The wide range of different uses of calcium can roughly be divided into two categories: nutritional benefits and non-nutritional uses, such as chemical or industrial uses. Nutritionally, the largest function of calcium is probably in bone maintenance, but the uses of calcium for the body also encompass muscle health, the heart, and other areas. Outside of nutrition, the uses of calcium can very depending on whether it is in its pure elemental form or within another calcium-containing compound. Chemically, calcium is often used to interact with other chemicals, acting as a reducing agent, deoxidizer, and more. There is a wide variety of calcium compounds spanning a wide range of uses, from serving industrial purposes, such as in cement, to facilitating daily home products, such as toothpaste.
Calcium plays an integral part in bone density; besides a general weakening of the teeth, osteoporosis is one of the most common medical conditions arising from a lack of calcium. Especially during times that bone loss is particularly likely to occur, such as during menopause and with age, calcium consumption is vital to keeping bones strong and healthy. Calcium also plays a vital role in muscle contraction, so a calcium deficiency may result in muscle cramps, numbness and similar symptoms. In addition, given that the heart muscle is probably the most vital in the body, calcium plays a vital role in maintaining healthy, strong contractions, and a deficiency may lead to palpitations.

**Records supplied**
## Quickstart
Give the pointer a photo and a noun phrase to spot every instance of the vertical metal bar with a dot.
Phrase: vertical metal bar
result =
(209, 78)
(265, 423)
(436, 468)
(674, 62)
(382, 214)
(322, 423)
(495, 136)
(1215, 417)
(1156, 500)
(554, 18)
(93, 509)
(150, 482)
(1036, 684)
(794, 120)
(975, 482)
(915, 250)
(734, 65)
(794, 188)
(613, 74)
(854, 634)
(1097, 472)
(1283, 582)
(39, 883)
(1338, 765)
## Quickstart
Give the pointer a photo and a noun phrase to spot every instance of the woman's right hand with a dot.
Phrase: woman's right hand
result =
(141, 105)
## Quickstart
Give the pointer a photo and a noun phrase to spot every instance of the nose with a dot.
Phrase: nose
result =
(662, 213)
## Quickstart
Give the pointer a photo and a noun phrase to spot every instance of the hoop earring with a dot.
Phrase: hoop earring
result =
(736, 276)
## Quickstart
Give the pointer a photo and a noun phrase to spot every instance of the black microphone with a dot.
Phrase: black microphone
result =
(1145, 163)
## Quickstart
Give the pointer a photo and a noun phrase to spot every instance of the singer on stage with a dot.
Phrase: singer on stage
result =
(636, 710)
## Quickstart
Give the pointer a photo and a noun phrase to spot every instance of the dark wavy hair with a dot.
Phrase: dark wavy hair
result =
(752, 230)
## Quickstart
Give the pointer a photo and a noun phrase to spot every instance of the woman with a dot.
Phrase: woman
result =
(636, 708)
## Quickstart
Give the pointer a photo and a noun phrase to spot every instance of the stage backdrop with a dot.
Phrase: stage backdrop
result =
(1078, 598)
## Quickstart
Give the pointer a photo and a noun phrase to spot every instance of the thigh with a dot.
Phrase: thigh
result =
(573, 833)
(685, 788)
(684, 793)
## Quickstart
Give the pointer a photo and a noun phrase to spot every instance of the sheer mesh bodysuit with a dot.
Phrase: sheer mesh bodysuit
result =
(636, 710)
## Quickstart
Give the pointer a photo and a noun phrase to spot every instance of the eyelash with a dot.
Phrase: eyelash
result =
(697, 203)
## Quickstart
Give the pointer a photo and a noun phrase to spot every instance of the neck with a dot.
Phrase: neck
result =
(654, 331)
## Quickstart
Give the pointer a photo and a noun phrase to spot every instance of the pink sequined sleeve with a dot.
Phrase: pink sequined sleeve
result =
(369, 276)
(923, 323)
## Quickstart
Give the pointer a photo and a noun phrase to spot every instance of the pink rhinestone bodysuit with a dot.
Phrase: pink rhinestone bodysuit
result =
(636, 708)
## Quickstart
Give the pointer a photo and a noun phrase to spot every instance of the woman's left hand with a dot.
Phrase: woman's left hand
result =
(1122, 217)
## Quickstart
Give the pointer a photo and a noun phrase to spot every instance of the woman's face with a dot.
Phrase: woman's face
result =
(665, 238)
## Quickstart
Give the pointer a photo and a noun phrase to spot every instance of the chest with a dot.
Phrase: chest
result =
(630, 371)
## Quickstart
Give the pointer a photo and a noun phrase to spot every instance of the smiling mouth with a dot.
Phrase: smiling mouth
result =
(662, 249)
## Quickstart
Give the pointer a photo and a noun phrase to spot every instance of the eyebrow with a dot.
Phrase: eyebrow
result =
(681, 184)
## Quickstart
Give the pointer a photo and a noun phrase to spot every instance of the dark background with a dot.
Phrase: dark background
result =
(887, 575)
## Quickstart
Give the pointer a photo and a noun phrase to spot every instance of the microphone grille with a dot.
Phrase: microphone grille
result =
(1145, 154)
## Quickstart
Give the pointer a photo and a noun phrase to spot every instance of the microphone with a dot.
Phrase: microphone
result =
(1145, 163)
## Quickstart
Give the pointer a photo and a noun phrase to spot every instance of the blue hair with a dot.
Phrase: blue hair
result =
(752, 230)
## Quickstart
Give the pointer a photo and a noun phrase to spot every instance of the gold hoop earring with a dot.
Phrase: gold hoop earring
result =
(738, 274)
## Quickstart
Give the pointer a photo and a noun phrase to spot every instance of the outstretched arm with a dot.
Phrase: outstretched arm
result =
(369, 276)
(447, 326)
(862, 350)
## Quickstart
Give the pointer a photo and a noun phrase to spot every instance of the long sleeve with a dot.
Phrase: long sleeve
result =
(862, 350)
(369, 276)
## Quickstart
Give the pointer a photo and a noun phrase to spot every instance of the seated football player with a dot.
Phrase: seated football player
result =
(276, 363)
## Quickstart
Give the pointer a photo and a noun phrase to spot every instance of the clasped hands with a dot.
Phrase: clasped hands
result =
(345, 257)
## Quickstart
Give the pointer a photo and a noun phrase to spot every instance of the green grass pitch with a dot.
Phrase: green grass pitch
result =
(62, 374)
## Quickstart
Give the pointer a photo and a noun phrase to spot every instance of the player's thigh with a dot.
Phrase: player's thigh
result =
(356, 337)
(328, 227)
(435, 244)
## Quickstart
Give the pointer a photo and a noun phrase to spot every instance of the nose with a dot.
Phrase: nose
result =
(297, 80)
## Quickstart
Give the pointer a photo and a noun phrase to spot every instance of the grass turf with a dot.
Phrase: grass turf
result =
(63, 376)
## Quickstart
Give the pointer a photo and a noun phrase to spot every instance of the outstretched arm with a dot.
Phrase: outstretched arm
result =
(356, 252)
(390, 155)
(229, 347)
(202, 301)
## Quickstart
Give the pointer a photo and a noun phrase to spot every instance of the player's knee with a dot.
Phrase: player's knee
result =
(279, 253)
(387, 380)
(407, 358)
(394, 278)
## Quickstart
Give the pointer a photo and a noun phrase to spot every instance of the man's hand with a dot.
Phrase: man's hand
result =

**Questions to answer**
(1) Please swap "osteoporosis" for "bone thinning" in the stretch of the calcium passage from "Calcium plays an" through "lead to palpitations.", and write out that stretch with the change.
(2) Pick up the calcium passage after its last sentence and continue it.

**Responses to the exercise**
(1)
Calcium plays an integral part in bone density; besides a general weakening of the teeth, bone thinning is one of the most common medical conditions arising from a lack of calcium. Especially during times that bone loss is particularly likely to occur, such as during menopause and with age, calcium consumption is vital to keeping bones strong and healthy. Calcium also plays a vital role in muscle contraction, so a calcium deficiency may result in muscle cramps, numbness and similar symptoms. In addition, given that the heart muscle is probably the most vital in the body, calcium plays a vital role in maintaining healthy, strong contractions, and a deficiency may lead to palpitations.

(2)
Calcium is also used in the brain and in transferring neurons, and calcium deficiencies may accordingly result in mental unrest and insomnia. It also plays a vital role in keeping the acidic content of the body at bay, and individuals who have consumed a high amount of acidic food need calcium to neutralize those acids. Some more indirect uses of calcium include reducing the symptoms of pre-menstrual syndrome and the risk of high blood pressure.
The uses of calcium also move far into the chemical and commercial aspects of the world. In chemical interaction, calcium is often used as a reducing agent in extracting metals such as zirconium or uranium. As an alloying agent, it helps to produce aluminum, copper, lead, and other alloys. Calcium can also deoxidize, desulfurize, or decarbonize in order to produce certain alloys containing iron.
Calcium carbonate is found in chalk, marble, and limestone among others. It is used in the manufacture of paint, plastic, rubber, ceramics, and many other products; it can also be used to neutralize soil that is acidic. Another commonly used compound, calcium chloride, is used in cement, antifreeze, refrigerators, and fire extinguishers. Calcium glycerophosphate and calcium lactate are two compounds commonly used in dentrifices and for preserving or stabilizing food. In terms of industrial use, calcium oxide is probably the most prominent, playing a part in creating bricks, mortar, and plaster, as well as insecticides and fungicides.